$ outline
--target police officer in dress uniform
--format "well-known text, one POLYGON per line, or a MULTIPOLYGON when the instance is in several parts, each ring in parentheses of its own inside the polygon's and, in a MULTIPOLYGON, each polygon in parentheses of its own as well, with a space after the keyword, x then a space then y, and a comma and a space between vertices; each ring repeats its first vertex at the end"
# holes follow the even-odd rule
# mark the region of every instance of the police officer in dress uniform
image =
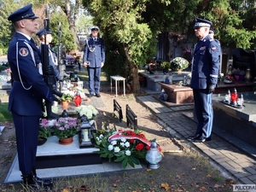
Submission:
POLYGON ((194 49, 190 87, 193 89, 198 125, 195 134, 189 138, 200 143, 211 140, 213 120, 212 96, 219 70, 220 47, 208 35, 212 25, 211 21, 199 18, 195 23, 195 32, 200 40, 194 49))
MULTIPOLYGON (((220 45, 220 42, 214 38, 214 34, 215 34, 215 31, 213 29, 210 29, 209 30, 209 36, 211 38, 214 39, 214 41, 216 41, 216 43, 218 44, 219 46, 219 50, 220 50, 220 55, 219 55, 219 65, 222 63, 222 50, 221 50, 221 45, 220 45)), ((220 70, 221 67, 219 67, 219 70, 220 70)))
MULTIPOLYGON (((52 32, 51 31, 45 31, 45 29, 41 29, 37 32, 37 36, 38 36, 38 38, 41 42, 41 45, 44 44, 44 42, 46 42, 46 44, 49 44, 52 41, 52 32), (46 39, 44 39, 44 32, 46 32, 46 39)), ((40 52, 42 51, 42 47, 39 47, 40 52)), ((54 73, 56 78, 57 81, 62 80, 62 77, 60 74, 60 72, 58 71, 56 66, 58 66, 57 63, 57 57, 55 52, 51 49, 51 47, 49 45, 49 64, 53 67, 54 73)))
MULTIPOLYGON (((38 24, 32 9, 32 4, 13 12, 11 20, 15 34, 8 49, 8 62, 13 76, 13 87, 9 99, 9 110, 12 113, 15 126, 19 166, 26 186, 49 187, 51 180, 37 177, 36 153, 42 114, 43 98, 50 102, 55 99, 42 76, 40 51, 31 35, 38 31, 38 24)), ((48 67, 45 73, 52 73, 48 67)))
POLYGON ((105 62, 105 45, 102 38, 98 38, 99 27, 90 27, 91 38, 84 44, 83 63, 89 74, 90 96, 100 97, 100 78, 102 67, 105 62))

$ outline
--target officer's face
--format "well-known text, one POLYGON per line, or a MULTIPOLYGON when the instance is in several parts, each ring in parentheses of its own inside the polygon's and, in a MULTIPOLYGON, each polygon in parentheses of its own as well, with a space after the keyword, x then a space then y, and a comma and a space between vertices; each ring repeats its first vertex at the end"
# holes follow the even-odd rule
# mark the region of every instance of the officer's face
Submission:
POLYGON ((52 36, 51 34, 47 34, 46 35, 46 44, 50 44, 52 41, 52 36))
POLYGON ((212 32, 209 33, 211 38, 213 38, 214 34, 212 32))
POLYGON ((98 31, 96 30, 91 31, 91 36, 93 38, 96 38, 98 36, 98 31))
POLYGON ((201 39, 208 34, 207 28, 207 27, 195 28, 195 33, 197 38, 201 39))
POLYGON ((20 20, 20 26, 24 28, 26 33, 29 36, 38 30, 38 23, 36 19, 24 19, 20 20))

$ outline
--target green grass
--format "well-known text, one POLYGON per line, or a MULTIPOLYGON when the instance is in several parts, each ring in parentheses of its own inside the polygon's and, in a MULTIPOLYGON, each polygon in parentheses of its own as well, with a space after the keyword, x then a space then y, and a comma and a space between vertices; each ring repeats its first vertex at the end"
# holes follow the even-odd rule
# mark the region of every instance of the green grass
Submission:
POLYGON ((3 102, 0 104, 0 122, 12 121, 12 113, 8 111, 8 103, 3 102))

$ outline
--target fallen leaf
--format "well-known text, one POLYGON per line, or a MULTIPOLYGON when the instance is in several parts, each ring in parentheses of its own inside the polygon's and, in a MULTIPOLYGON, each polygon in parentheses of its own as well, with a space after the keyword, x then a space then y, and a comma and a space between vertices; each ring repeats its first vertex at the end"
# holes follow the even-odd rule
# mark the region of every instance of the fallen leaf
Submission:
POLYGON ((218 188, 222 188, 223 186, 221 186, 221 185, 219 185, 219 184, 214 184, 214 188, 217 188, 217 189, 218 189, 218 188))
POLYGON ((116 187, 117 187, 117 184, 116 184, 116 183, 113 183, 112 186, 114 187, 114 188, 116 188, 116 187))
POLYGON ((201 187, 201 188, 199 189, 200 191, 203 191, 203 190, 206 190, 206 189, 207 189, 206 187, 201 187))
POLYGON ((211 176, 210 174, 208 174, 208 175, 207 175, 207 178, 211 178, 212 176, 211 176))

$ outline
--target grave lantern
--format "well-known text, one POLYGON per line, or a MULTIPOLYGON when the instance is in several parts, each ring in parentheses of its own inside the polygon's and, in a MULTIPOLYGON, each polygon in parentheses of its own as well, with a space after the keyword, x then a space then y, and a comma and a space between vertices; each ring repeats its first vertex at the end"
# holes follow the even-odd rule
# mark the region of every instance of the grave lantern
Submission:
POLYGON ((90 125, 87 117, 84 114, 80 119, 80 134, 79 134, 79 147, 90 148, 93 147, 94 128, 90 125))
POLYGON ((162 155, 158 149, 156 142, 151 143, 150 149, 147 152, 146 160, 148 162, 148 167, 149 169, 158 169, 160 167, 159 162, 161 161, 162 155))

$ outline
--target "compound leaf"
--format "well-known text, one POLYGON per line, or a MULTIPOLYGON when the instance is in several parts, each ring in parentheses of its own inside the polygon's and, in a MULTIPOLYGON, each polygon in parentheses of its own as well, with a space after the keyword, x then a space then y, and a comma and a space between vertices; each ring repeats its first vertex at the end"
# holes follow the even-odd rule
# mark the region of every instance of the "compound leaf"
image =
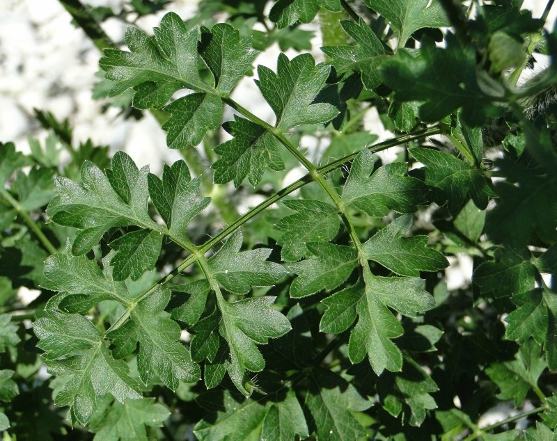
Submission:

◆ ◆ ◆ ◆

▶ **TASK DIRECTIONS**: Please copy the listing above word for word, leaving out the pictures.

▶ **REPLY TO THE TASK**:
$ outline
--target police officer in dress uniform
--format "well-known text, one POLYGON per line, or a MULTIPOLYGON when the instance is in several parts, each ring in parentheses of its own inside the polygon's and, in a MULTIPOLYGON, each polygon in parentheses of its own as well, with a space after the keyword, x then a space then y, and a comma and a space between vertices; each ring repeats its first vertex at the end"
# holes follow the even-odd rule
# mark the region of every instance of the police officer in dress uniform
image =
Submission:
POLYGON ((194 49, 190 87, 193 89, 198 125, 195 134, 189 138, 200 143, 211 140, 213 120, 212 96, 219 70, 220 47, 208 35, 212 25, 211 21, 199 18, 195 23, 195 32, 200 40, 194 49))
MULTIPOLYGON (((220 45, 220 42, 214 38, 214 34, 215 34, 215 31, 213 29, 210 29, 209 30, 209 36, 211 38, 214 39, 214 41, 216 41, 216 43, 218 44, 219 46, 219 50, 220 50, 220 55, 219 55, 219 65, 222 63, 222 50, 221 50, 221 45, 220 45)), ((220 70, 221 67, 219 67, 219 70, 220 70)))
MULTIPOLYGON (((52 32, 51 31, 45 31, 45 29, 41 29, 37 32, 37 36, 38 36, 38 38, 41 42, 41 45, 44 44, 44 42, 46 42, 46 44, 49 44, 52 41, 52 32), (46 39, 44 39, 44 32, 46 32, 46 39)), ((40 52, 42 51, 42 47, 39 47, 40 52)), ((54 73, 56 78, 57 81, 62 80, 62 77, 60 74, 60 72, 58 71, 56 66, 58 66, 57 63, 57 57, 55 52, 51 49, 51 47, 49 45, 49 64, 53 67, 54 73)))
MULTIPOLYGON (((38 24, 32 9, 32 4, 13 12, 11 20, 15 34, 8 49, 8 62, 13 76, 13 87, 9 99, 9 110, 12 113, 15 126, 19 166, 26 186, 49 187, 51 180, 37 177, 36 153, 42 114, 43 98, 50 102, 55 99, 42 76, 40 51, 31 35, 38 31, 38 24)), ((48 67, 45 73, 52 73, 48 67)))
POLYGON ((105 62, 105 45, 102 38, 98 38, 99 27, 90 27, 91 38, 84 44, 83 63, 89 74, 90 96, 100 97, 100 78, 102 67, 105 62))

$ outline
--target officer's face
--format "well-known text, one POLYGON per line, or a MULTIPOLYGON when the instance is in several parts, each ring in parentheses of its own inside the polygon's and, in a MULTIPOLYGON, each polygon in parentheses of its own as well, with a space after the keyword, x then a space then y, and a comma and a space between vertices; each ring repeats its first vertex at the end"
# holes follow the even-odd rule
# mark the region of every instance of the officer's face
Submission:
POLYGON ((52 36, 51 34, 47 34, 46 35, 46 44, 50 44, 52 41, 52 36))
POLYGON ((212 32, 209 33, 211 38, 213 38, 214 34, 212 32))
POLYGON ((98 31, 96 30, 91 31, 91 36, 93 38, 96 38, 98 36, 98 31))
POLYGON ((201 39, 208 34, 207 28, 207 27, 195 28, 195 33, 197 38, 201 39))
POLYGON ((20 20, 20 26, 24 28, 26 33, 29 36, 38 30, 38 23, 36 19, 24 19, 20 20))

$ outline
--target green grass
--format "well-known text, one POLYGON per line, or a MULTIPOLYGON when the instance is in several parts, each ring in parentheses of its own inside the polygon's and, in a MULTIPOLYGON, each polygon in parentheses of its own as well, with a space after the keyword, x then a space then y, and a comma and a space between vertices; each ring repeats its first vertex at the end"
# holes follow the even-odd rule
# mark the region of every instance of the green grass
Submission:
POLYGON ((3 102, 0 104, 0 122, 12 121, 12 113, 8 111, 8 103, 3 102))

$ outline
--target fallen leaf
--format "well-known text, one POLYGON per line, or a MULTIPOLYGON when the instance is in several parts, each ring in parentheses of its own inside the polygon's and, in a MULTIPOLYGON, each polygon in parentheses of its own as well, with a space after the keyword, x then a space then y, and a comma and a space between vertices; each ring repeats its first vertex at the end"
# holes follow the even-odd rule
# mark the region of every instance of the fallen leaf
Submission:
POLYGON ((218 188, 222 188, 223 186, 221 186, 221 185, 219 185, 219 184, 214 184, 214 188, 217 188, 217 189, 218 189, 218 188))
POLYGON ((116 187, 117 187, 117 184, 116 184, 116 183, 113 183, 112 186, 114 187, 114 188, 116 188, 116 187))
POLYGON ((201 187, 201 188, 199 189, 200 191, 203 191, 203 190, 206 190, 206 189, 207 189, 206 187, 201 187))
POLYGON ((211 176, 210 174, 208 174, 208 175, 207 175, 207 178, 211 178, 212 176, 211 176))

$ outline
--target grave lantern
--format "well-known text, one POLYGON per line, or a MULTIPOLYGON when the instance is in several parts, each ring in parentheses of its own inside the polygon's and, in a MULTIPOLYGON, each polygon in parentheses of its own as well, with a space after the keyword, x then a space then y, and a comma and a space between vertices; each ring repeats its first vertex at the end"
# holes follow the even-odd rule
# mark the region of every instance of the grave lantern
Submission:
POLYGON ((90 125, 87 117, 84 114, 80 119, 80 134, 79 134, 79 147, 90 148, 93 147, 94 128, 90 125))
POLYGON ((162 155, 158 149, 156 142, 151 143, 150 149, 147 152, 146 160, 148 162, 148 167, 149 169, 158 169, 160 167, 159 162, 161 161, 162 155))

$ outline
--target "compound leaf"
--format "well-known text, one POLYGON per line, or a MULTIPOLYGON when the instance is in several parts, each ring in parentheses of its own inside the polygon's and, in a MULTIPOLYGON, each polygon in parentheses of its own as well, with a space after the keyword, x then a space then y, and a comma and a space between vertices; each ring repeats its first vertex at the end"
# holes follow the even-odd rule
# mark the region of every instance of the "compound leaf"
image =
Submission:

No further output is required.